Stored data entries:
━━━

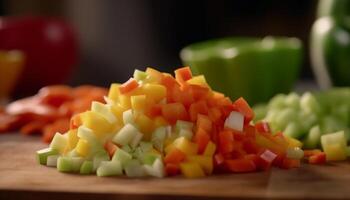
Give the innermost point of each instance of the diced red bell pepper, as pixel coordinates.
(128, 86)
(241, 165)
(173, 112)
(262, 127)
(317, 159)
(244, 108)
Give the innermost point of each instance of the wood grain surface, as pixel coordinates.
(22, 178)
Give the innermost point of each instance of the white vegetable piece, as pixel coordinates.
(59, 142)
(104, 110)
(235, 121)
(52, 161)
(156, 170)
(125, 135)
(110, 168)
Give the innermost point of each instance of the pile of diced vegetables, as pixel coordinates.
(320, 119)
(159, 125)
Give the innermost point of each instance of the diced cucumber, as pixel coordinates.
(64, 164)
(98, 158)
(295, 153)
(59, 142)
(122, 156)
(156, 170)
(125, 135)
(52, 161)
(86, 167)
(44, 153)
(313, 137)
(110, 168)
(134, 169)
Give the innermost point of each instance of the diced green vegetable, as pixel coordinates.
(44, 153)
(110, 168)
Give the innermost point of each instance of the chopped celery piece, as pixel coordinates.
(295, 153)
(136, 140)
(44, 153)
(186, 133)
(110, 168)
(180, 124)
(134, 169)
(313, 137)
(64, 164)
(122, 156)
(104, 110)
(156, 170)
(59, 142)
(98, 158)
(125, 135)
(334, 145)
(52, 161)
(86, 167)
(128, 117)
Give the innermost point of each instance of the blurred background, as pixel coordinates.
(117, 36)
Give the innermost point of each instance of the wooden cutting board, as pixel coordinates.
(22, 178)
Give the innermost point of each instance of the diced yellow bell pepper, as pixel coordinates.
(206, 162)
(209, 149)
(138, 103)
(145, 125)
(198, 80)
(72, 139)
(82, 148)
(191, 170)
(160, 121)
(186, 146)
(96, 122)
(154, 92)
(114, 92)
(292, 142)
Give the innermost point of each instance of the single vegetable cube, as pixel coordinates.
(110, 168)
(235, 121)
(104, 110)
(334, 145)
(96, 122)
(191, 170)
(44, 153)
(125, 135)
(52, 161)
(86, 167)
(206, 162)
(59, 143)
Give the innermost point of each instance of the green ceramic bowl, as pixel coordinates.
(254, 68)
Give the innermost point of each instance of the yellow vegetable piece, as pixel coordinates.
(82, 148)
(160, 121)
(154, 92)
(138, 102)
(198, 80)
(292, 142)
(191, 170)
(206, 162)
(209, 149)
(72, 139)
(145, 125)
(96, 122)
(114, 92)
(186, 146)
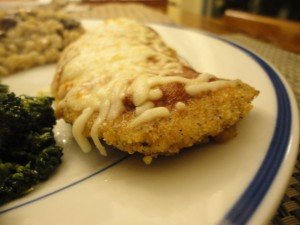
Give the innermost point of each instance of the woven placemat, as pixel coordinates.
(286, 62)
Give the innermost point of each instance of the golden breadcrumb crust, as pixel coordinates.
(205, 117)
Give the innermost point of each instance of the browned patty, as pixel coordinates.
(204, 117)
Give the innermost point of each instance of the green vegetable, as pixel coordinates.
(28, 152)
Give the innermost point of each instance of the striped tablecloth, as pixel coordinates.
(286, 62)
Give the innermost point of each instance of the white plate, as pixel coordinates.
(238, 182)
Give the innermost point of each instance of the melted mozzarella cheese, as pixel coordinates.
(121, 58)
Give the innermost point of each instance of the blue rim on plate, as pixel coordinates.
(253, 195)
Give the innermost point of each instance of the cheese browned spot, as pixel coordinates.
(124, 70)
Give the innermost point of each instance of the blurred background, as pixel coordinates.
(285, 9)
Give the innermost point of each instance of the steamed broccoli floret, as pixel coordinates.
(28, 152)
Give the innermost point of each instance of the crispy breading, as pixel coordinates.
(204, 117)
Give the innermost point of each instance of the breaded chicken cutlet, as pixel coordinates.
(123, 84)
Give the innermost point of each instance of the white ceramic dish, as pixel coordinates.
(238, 182)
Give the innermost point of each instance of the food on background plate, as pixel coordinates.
(123, 84)
(28, 152)
(35, 37)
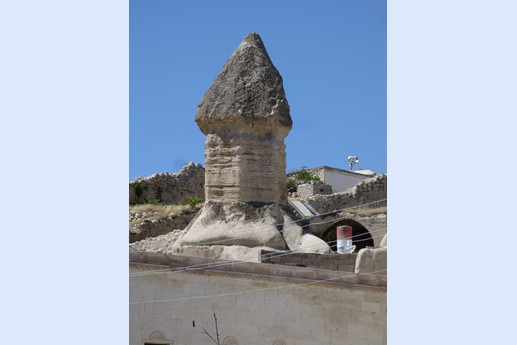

━━━

__WHAT TO WORK ON__
Return every line of the data above that contains the word "cheese", treating uppercase and lowercase letters as different.

__SOLUTION__
Give the innermost point of each instance of the melted mozzarella cheese, as pixel coordinates.
Give the innermost point of each instance of the cheese browned spot, as pixel coordinates.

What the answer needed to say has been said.